Answer these questions using the post about the M and M's, with each answer on its own line and numbered to match:
1. What colors were the M and M's Adelay ate?
2. What was the mom doing while eating the candy at the desk?
3. What two risks had the mom first judged the candy to pose?

### DOCUMENT SECTION

------------------------------------

Many choices in life are not exactly black and white (at least to those of us who dislike painting in broad strokes) and can be colored depending on how you start out wanting to feel about a particular decision to begin with- also known as bias. For instance, if the choice is one you yourself made, you obviously start out with a bias toward wanting it to seem correct, or at least acceptable.
All this is a roundabout way of getting to the real story of how I let Adelay eat quite a fair amount of red and green M and M's this morning. And how I have colored the story in my own mind to a version of a holiday cheer-filled mother wanting to let her child experience the magic and wonder of Christmas, rather than the bare facts, which are as follows:
A mom is simultaneously checking her email and throwing back handfuls of M and M's with reckless abandon when her innocent, sugar-free baby crawls up, intensely curious as to the source of that frantic crunching at the desk. The mom guiltily shoves the glass candy bowl away and then picks up the yelling child, trying fruitlessly to distract her with empty cups and remote controls. The child is having none of it, and is relentlessly squirmy in her pursuit of the candy dish. The mom, her emails only half read and her coffee undrunk, eventually "rethinks" (read: gives up on) her previous judgement that M and M's would constitute both a choking hazard and a massive sugar overload, and allows her daughter to enjoy her first real encounter with the world of Mars candy corporation.

------------------------------------

### DATASET EXTRACT
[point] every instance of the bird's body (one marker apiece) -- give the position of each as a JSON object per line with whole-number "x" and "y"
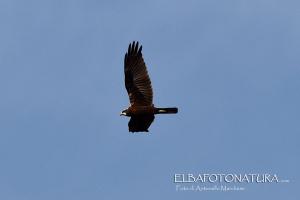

------------------------------------

### ANSWER BOX
1. Red and green
2. Checking her email
3. A choking hazard and a massive sugar overload